PROBLEM DETAILS =>
Rewrite the listing below as a numbered list, one line per item, with blank lines left out.
— START OF EXCERPTED DATA —
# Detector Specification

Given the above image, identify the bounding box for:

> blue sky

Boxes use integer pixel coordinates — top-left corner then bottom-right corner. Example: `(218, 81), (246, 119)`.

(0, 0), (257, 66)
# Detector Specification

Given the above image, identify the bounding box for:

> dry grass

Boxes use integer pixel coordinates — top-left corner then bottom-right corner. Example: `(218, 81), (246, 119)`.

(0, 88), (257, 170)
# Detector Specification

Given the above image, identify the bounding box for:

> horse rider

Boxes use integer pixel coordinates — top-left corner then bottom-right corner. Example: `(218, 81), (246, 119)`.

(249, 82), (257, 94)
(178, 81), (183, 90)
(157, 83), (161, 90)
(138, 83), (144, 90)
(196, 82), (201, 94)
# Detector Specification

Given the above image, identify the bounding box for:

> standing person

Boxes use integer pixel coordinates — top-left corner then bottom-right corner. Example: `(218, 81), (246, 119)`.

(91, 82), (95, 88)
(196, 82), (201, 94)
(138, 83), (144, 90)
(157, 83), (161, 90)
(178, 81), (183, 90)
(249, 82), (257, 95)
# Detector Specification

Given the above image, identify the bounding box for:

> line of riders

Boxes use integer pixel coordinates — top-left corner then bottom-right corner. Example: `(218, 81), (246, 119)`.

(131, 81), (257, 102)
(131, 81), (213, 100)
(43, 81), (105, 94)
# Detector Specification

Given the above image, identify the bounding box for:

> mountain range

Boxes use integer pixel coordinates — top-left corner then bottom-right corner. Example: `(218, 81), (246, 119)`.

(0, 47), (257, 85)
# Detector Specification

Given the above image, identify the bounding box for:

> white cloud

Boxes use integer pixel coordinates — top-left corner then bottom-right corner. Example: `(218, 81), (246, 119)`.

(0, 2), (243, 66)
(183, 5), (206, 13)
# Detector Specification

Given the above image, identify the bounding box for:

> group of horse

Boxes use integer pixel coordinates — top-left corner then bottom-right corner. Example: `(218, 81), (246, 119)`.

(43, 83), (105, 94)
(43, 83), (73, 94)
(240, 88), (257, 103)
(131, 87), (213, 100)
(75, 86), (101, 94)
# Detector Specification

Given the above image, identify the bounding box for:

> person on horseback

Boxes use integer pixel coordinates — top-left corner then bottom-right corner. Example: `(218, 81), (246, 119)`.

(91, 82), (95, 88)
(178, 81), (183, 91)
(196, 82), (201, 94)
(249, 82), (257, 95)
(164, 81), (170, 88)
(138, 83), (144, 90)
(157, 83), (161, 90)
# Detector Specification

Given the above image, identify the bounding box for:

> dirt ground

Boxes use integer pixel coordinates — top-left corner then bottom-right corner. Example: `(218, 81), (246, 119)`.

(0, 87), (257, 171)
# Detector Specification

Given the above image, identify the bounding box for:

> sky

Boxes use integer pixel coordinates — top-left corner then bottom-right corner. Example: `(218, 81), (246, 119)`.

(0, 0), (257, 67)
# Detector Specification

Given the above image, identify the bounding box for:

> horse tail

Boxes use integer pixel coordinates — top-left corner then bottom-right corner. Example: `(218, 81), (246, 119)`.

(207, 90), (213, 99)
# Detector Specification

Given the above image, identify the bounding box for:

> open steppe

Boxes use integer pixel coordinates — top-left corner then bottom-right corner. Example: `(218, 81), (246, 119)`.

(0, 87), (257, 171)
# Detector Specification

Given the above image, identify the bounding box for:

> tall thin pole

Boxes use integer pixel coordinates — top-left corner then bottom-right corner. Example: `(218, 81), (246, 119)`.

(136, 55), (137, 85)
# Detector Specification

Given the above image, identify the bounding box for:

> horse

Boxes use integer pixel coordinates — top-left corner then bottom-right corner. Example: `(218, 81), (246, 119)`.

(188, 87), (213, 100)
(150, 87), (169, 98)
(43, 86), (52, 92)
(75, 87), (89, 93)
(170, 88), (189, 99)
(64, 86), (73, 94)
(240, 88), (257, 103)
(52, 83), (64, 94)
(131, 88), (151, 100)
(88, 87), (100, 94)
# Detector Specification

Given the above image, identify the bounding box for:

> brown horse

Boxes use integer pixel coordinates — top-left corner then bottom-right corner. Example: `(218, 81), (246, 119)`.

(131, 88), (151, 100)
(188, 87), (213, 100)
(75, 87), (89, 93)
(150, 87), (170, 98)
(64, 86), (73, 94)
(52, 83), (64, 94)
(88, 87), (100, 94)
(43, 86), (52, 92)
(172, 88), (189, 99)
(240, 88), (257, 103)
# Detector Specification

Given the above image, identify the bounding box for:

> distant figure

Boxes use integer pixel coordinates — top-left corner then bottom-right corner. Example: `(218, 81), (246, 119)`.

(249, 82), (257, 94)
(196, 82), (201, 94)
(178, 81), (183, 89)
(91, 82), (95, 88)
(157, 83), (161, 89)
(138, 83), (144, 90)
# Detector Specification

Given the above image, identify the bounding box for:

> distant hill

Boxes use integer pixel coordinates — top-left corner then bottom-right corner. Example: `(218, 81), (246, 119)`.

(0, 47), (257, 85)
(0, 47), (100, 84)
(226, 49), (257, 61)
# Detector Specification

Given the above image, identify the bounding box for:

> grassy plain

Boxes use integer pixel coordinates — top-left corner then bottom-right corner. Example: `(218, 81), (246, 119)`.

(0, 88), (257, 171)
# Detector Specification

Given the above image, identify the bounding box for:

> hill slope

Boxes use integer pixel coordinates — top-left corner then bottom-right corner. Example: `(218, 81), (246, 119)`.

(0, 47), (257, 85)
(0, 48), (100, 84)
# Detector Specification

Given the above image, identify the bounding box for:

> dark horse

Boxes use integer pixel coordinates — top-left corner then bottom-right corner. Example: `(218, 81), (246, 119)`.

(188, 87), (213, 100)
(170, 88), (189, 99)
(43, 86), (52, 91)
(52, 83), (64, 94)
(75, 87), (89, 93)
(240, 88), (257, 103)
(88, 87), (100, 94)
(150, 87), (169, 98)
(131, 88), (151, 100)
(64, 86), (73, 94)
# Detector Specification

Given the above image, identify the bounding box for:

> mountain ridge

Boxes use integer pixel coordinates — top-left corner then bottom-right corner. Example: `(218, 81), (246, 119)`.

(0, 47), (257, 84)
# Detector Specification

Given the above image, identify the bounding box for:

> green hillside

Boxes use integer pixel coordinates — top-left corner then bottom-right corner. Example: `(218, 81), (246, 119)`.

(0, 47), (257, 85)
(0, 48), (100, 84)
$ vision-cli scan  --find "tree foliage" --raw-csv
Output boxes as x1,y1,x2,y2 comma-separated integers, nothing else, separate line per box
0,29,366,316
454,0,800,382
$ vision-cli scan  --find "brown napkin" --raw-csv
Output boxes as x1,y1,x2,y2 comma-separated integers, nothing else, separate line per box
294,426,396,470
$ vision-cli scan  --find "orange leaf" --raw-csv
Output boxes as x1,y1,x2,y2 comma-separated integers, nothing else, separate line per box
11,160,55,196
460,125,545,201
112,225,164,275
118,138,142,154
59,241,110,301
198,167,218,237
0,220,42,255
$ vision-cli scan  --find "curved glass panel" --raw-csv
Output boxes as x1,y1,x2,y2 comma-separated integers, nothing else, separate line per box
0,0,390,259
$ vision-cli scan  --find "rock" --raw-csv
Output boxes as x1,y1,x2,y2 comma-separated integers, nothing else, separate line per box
— END OF EXCERPTED DATA —
SOLUTION =>
1. # Detector Specification
2. Given the above image, identify the bounding box for:
3. > blue sky
4. Boxes use integer pixel coordinates — top-left corner then bottom-right corner. Example: `(218, 81), (246, 119)`.
5. (0, 0), (257, 66)
6. # Detector Specification
7. Given the above image, identify the bounding box for:
8. > dry grass
9. Boxes use integer pixel coordinates — top-left corner then bottom-right corner. Example: `(218, 81), (246, 119)`.
10. (0, 88), (257, 170)
11. # Detector Specification
12. Given the above image, identify the bounding box for:
13. > horse rider
14. Boxes use integer pixel coordinates — top-left corner then bottom-right corner. Example: `(218, 81), (246, 119)`.
15. (249, 82), (257, 94)
16. (178, 81), (183, 90)
17. (157, 83), (161, 90)
18. (138, 83), (144, 90)
19. (196, 82), (201, 94)
20. # Detector Specification
21. Given the above image, identify the bounding box for:
22. > standing person
23. Boxes use integer pixel coordinates — top-left corner then bottom-right corner. Example: `(218, 81), (246, 119)`.
24. (91, 82), (95, 88)
25. (196, 82), (201, 94)
26. (138, 83), (144, 90)
27. (157, 83), (161, 90)
28. (178, 81), (183, 90)
29. (249, 82), (257, 95)
30. # Detector Specification
31. Given the above image, identify the bounding box for:
32. > line of riders
33. Boxes use integer pixel coordinates — top-left corner then bottom-right corner. Example: `(218, 81), (246, 119)`.
34. (131, 81), (257, 102)
35. (131, 81), (213, 100)
36. (43, 81), (105, 94)
37. # Detector Specification
38. Given the above image, identify the bounding box for:
39. > mountain range
40. Boxes use integer pixel coordinates — top-left corner then bottom-right corner. Example: `(218, 81), (246, 119)`.
41. (0, 47), (257, 85)
42. # Detector Specification
43. Given the above image, identify the bounding box for:
44. > white cloud
45. Boxes use integer pixel coordinates — top-left corner then bottom-right corner. Example: `(218, 81), (246, 119)`.
46. (0, 2), (243, 66)
47. (183, 5), (206, 13)
48. # Detector Specification
49. Given the above image, identify the bounding box for:
50. > group of horse
51. Boxes use integer pixel coordinates — top-left corner then bottom-right corner. Example: `(218, 81), (246, 119)`.
52. (43, 83), (105, 94)
53. (43, 83), (73, 94)
54. (240, 88), (257, 103)
55. (131, 87), (213, 100)
56. (75, 86), (101, 94)
57. # Detector Specification
58. Given the above image, identify the bounding box for:
59. > person on horseback
60. Boxes use integer pixel coordinates — top-left corner then bottom-right corner. Example: `(218, 81), (246, 119)`.
61. (91, 82), (95, 88)
62. (178, 81), (183, 91)
63. (196, 82), (201, 94)
64. (249, 82), (257, 95)
65. (164, 81), (170, 88)
66. (138, 83), (144, 90)
67. (157, 83), (161, 90)
68. # Detector Specification
69. Given the above image, identify the bounding box for:
70. > dirt ground
71. Boxes use integer pixel coordinates — top-left corner then bottom-right corner. Example: `(218, 81), (246, 119)`.
72. (0, 87), (257, 171)
73. # Detector Specification
74. Given the above image, identify the bounding box for:
75. > sky
76. Boxes use integer pixel coordinates — top-left corner then bottom-right corner. Example: `(218, 81), (246, 119)`.
77. (0, 0), (257, 67)
78. # Detector Specification
79. Given the above image, identify the bounding box for:
80. > horse tail
81. Boxes use integer pixel coordinates — top-left corner then bottom-right corner. Example: `(218, 81), (246, 119)`.
82. (207, 90), (213, 99)
83. # Detector Specification
84. Given the above image, identify the bounding box for:
85. > open steppe
86. Boxes use integer pixel coordinates — top-left corner then bottom-right corner. Example: `(218, 81), (246, 119)`.
87. (0, 87), (257, 171)
88. # Detector Specification
89. Given the above image, identify the bounding box for:
90. > tall thin pole
91. Boxes use integer pixel coordinates — top-left corner then bottom-right corner. Example: `(218, 81), (246, 119)`.
92. (136, 55), (137, 85)
93. # Detector Specification
94. Given the above image, identify the bounding box for:
95. > horse
96. Boxes use integer pixel coordinates — top-left corner then bottom-right corner. Example: `(218, 81), (246, 119)`.
97. (188, 87), (213, 100)
98. (150, 87), (169, 98)
99. (43, 86), (52, 92)
100. (75, 87), (89, 93)
101. (170, 88), (189, 99)
102. (64, 86), (73, 94)
103. (240, 88), (257, 103)
104. (52, 83), (64, 94)
105. (131, 88), (151, 100)
106. (88, 87), (100, 94)
107. # Detector Specification
108. Given the above image, identify the bounding box for:
109. > brown horse
110. Boxes use integer pixel coordinates — top-left corner then bottom-right corner. Example: `(218, 81), (246, 119)`.
111. (131, 88), (151, 100)
112. (188, 87), (213, 100)
113. (75, 87), (89, 93)
114. (150, 87), (170, 98)
115. (64, 86), (73, 94)
116. (52, 83), (64, 94)
117. (88, 87), (100, 94)
118. (43, 86), (52, 92)
119. (172, 88), (189, 99)
120. (240, 88), (257, 103)
121. # Detector Specification
122. Given the above image, identify the bounding box for:
123. > distant figure
124. Boxes use integer pixel coordinates — top-left corner then bottom-right corner. Example: `(218, 81), (246, 119)`.
125. (249, 82), (257, 94)
126. (196, 82), (201, 94)
127. (178, 81), (183, 89)
128. (91, 82), (95, 88)
129. (157, 83), (161, 89)
130. (138, 83), (144, 90)
131. # Detector Specification
132. Given the above image, identify the bounding box for:
133. > distant hill
134. Boxes use integer pixel coordinates — top-left corner then bottom-right corner. Example: `(218, 81), (246, 119)`.
135. (0, 47), (257, 85)
136. (0, 47), (100, 84)
137. (226, 49), (257, 61)
138. # Detector Specification
139. Given the above image, identify the bounding box for:
140. > grassy plain
141. Boxes use integer pixel coordinates — top-left corner then bottom-right corner. Example: `(218, 81), (246, 119)`.
142. (0, 88), (257, 171)
143. # Detector Specification
144. Given the above image, identify the bounding box for:
145. > hill slope
146. Boxes use integer pixel coordinates — top-left corner then bottom-right corner. Example: `(218, 81), (246, 119)`.
147. (0, 47), (257, 85)
148. (0, 48), (100, 84)
149. # Detector Specification
150. Given the above image, identify the bounding box for:
151. > dark horse
152. Boxes use integer pixel coordinates — top-left corner then bottom-right corner. Example: `(218, 81), (246, 119)`.
153. (188, 87), (213, 100)
154. (170, 88), (189, 99)
155. (43, 86), (52, 91)
156. (52, 83), (64, 94)
157. (75, 87), (89, 93)
158. (240, 88), (257, 103)
159. (88, 87), (100, 94)
160. (150, 87), (169, 98)
161. (131, 88), (151, 100)
162. (64, 86), (73, 94)
163. # Detector Specification
164. Given the above image, identify the bounding box for:
165. > mountain ridge
166. Boxes use integer pixel coordinates — top-left corner then bottom-right corner. Example: `(218, 81), (246, 119)`.
167. (0, 47), (257, 84)
168. # Detector Specification
169. Given the above image, identify the bounding box for:
170. > green hillside
171. Boxes use integer pixel coordinates — top-left corner then bottom-right corner. Example: `(218, 81), (246, 119)`.
172. (0, 47), (257, 85)
173. (0, 48), (100, 84)
174. $ vision-cli scan  --find "tree foliage" --raw-csv
175. Output boxes as x1,y1,x2,y2 comma-separated integers, nothing else, separate line per box
176. 0,29,366,316
177. 454,0,800,382
178. $ vision-cli scan  --find "brown napkin" --raw-csv
179. Output boxes as x1,y1,x2,y2 comma-separated integers, nothing else, separate line per box
180. 294,426,396,470
181. $ vision-cli scan  --find "orange leaf" --raw-csv
182. Output boxes as x1,y1,x2,y2 comma-separated integers, nothing else, separate line per box
183. 11,160,55,196
184. 460,125,545,201
185. 112,225,164,275
186. 118,138,142,154
187. 59,241,110,301
188. 198,167,218,237
189. 0,220,42,255
190. $ vision-cli scan  --find "curved glass panel" --raw-csv
191. Output boxes as x1,y1,x2,y2 comma-separated integers, nothing else, separate line per box
192. 0,0,390,259
193. $ vision-cli scan  --find "rock" --raw-csv
194. Output boxes as x1,y1,x2,y2 comma-separated integers, nothing else, separate line per box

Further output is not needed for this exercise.